→ SOURCE TEXT:
Starmerism has turned into a significant political setback, offering what should be a prime opportunity for the left to seize the moment. Yet, it’s Nigel Farage’s Reform UK, representing the radical right, that’s rapidly gaining momentum. So, where is the Green Party of England and Wales amid all this?
It’s puzzling because the left has long flagged the Labour leadership’s continuous deceit and its failure to provide solutions for a country beset by crises. The decision to cut the winter fuel payment was seen as an austerity-fueled blow to social security. Meanwhile, Labour’s refusal to increase taxes on the wealthy left the new government hamstrung, leading them to hike employers’ national insurance contributions—arguably the worst move in Britain’s vulnerable economic situation.
However, any critique of the Green Party must come with two major disclaimers. First, we should acknowledge their success. Along with five independent candidates, the Greens delivered the most impressive left-of-Labour performance in the last election. Their co-leader, Carla Denyer, notably defeated a Labour shadow cabinet member in Bristol. The party has since become a vocal advocate for public ownership of water, denounced Israel’s genocide, and kept the climate crisis in the spotlight. Secondly, we must recognize the media’s bias against them. Right-leaning newspapers generally ignore or attack the Greens, and the BBC rarely affords them the same visibility as Farage’s assorted political ventures.

→ DATASET RECORDS:
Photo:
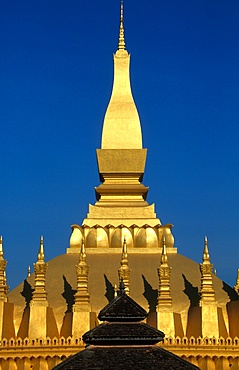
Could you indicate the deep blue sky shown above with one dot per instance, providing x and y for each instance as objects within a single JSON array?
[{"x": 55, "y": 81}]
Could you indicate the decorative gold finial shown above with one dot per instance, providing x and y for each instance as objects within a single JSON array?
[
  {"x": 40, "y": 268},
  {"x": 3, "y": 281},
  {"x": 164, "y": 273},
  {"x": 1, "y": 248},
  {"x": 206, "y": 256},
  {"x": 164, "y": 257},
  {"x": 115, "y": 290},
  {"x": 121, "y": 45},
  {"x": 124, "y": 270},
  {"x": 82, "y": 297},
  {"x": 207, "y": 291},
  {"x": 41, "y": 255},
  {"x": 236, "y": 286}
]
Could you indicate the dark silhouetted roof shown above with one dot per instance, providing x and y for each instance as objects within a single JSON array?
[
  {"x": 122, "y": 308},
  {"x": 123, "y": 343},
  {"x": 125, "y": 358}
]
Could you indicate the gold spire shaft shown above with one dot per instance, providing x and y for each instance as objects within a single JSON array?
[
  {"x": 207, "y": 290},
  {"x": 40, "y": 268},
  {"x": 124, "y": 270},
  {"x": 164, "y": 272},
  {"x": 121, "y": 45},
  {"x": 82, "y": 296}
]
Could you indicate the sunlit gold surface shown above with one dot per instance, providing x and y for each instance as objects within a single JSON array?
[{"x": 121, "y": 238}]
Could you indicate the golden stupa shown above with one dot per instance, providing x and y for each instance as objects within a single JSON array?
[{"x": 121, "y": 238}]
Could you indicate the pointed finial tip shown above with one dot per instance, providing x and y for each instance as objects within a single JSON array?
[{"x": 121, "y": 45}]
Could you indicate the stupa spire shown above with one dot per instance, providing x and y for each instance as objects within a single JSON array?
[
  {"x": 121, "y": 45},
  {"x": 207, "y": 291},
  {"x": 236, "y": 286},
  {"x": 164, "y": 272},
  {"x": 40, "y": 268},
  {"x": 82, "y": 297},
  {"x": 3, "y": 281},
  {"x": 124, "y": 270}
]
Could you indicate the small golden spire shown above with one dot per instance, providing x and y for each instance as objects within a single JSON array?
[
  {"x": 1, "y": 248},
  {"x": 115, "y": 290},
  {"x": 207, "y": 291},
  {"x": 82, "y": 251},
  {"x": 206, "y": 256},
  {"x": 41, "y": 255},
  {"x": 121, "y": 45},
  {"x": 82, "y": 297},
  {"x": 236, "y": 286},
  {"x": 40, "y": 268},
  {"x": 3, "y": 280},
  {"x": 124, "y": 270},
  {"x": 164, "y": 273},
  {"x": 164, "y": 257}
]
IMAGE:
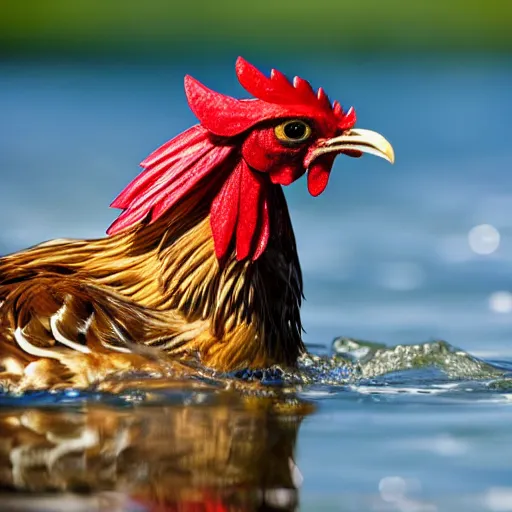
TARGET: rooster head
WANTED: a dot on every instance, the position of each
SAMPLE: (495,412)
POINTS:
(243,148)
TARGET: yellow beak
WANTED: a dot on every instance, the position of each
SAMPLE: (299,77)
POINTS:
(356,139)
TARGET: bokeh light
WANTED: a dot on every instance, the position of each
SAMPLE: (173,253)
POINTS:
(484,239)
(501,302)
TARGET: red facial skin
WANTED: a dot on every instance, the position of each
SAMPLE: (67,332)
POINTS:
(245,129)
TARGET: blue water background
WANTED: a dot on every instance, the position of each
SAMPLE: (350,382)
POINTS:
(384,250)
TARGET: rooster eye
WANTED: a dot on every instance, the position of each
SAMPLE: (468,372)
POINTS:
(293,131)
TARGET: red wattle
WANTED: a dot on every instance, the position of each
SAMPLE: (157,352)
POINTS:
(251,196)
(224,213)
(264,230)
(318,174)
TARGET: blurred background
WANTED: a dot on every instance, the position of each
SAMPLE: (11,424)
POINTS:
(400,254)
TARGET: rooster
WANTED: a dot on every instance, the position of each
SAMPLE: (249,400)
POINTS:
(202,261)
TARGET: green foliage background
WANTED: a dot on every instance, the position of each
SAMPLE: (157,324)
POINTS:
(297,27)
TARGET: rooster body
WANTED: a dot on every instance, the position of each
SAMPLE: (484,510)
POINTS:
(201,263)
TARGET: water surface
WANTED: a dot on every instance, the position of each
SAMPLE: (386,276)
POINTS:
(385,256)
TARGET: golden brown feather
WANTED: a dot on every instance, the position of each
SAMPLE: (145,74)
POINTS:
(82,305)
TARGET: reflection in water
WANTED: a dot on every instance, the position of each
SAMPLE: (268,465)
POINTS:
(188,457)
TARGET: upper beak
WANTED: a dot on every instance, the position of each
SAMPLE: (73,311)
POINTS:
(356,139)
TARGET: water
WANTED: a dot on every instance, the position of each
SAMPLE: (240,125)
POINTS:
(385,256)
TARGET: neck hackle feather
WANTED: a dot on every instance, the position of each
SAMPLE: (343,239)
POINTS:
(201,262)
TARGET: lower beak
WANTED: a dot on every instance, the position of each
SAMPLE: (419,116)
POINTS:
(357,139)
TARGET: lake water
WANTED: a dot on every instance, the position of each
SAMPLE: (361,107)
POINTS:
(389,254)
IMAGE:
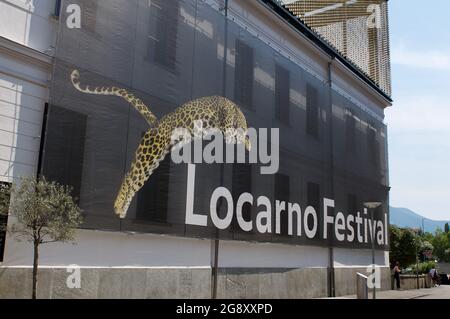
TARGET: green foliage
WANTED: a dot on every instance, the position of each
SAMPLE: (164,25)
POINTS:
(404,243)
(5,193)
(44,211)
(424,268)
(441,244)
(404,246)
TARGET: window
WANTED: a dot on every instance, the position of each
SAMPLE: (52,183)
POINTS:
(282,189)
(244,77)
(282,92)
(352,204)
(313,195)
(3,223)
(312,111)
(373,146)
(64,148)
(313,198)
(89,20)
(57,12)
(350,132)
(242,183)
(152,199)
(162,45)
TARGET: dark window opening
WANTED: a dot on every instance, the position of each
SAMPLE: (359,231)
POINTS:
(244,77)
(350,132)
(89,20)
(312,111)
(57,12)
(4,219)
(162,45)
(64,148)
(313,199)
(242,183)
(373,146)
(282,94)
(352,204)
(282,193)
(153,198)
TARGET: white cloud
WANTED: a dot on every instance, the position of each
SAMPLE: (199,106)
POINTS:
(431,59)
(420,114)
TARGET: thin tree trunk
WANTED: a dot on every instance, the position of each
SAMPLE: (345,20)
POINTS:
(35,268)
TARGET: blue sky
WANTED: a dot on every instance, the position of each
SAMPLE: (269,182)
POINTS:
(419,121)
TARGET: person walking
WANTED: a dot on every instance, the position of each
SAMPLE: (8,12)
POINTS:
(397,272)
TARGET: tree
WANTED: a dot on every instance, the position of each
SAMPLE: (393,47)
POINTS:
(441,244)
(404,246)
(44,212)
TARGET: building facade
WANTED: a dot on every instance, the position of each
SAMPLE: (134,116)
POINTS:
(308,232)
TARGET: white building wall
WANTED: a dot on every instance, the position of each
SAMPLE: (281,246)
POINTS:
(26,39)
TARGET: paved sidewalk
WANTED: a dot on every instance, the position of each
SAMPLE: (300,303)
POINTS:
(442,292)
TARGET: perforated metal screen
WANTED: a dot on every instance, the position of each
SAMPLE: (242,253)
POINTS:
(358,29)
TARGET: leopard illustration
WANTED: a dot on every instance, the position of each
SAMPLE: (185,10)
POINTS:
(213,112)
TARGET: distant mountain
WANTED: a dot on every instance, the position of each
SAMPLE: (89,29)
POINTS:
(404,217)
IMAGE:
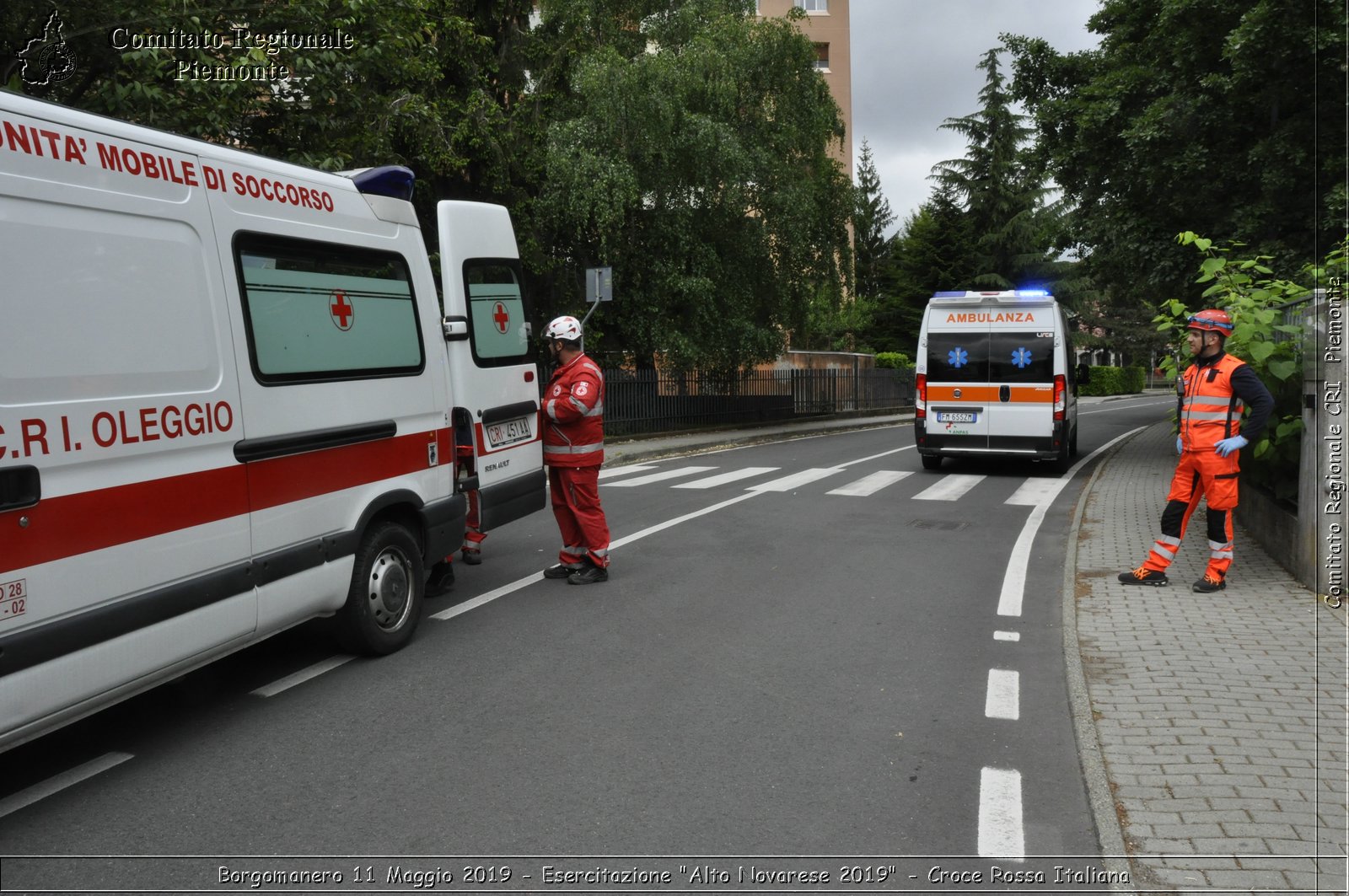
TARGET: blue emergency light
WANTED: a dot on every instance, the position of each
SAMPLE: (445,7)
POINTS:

→ REQUIRED TASKS:
**A.** From the Green Party text above the listing, return the passage between "Starmerism has turned" and "amid all this?", inclusive.
**B.** Using the Green Party text, answer the following:
(i) Which payment did the Labour government decide to cut?
(ii) Who defeated a Labour shadow cabinet member, and in which city?
(iii) Which contributions did the new government raise?
**C.** Continue the Green Party text from the point where it stops.

→ RESULTS:
**A.**
Starmerism has turned into a significant political setback, offering what should be a prime opportunity for the left to seize the moment. Yet, it’s Nigel Farage’s Reform UK, representing the radical right, that’s rapidly gaining momentum. So, where is the Green Party of England and Wales amid all this?

**B.**
(i) The winter fuel payment.
(ii) Carla Denyer, co-leader of the Greens, in Bristol.
(iii) Employers' national insurance contributions.

**C.**
Despite the unfairness of the British media landscape, the Greens can still shape the political conversation. Paradoxically, their biggest strength may also be their weakness: they’re simply too nice. The Greens are confident in their moral stance, seemingly hoping they can progress through calm, patient persuasion. What’s often absent, however, is a grasp of class politics—understanding that the system is tilted towards wealth and power, and that elites will never willingly redistribute privilege and must be challenged instead.
In today’s climate of seething discontent—driven by a historic squeeze on living standards and deteriorating public services—that anger is bound to find an outlet. The surging radical right wants to channel that fury toward migrants and minorities. Starmerism is clearly unwilling to challenge this narrative by opposing the wealthy elite and instead mirrors their anti-immigrant rhetoric, even accusing the Tories of an “open doors experiment,” which is language typically associated with Farage’s agenda.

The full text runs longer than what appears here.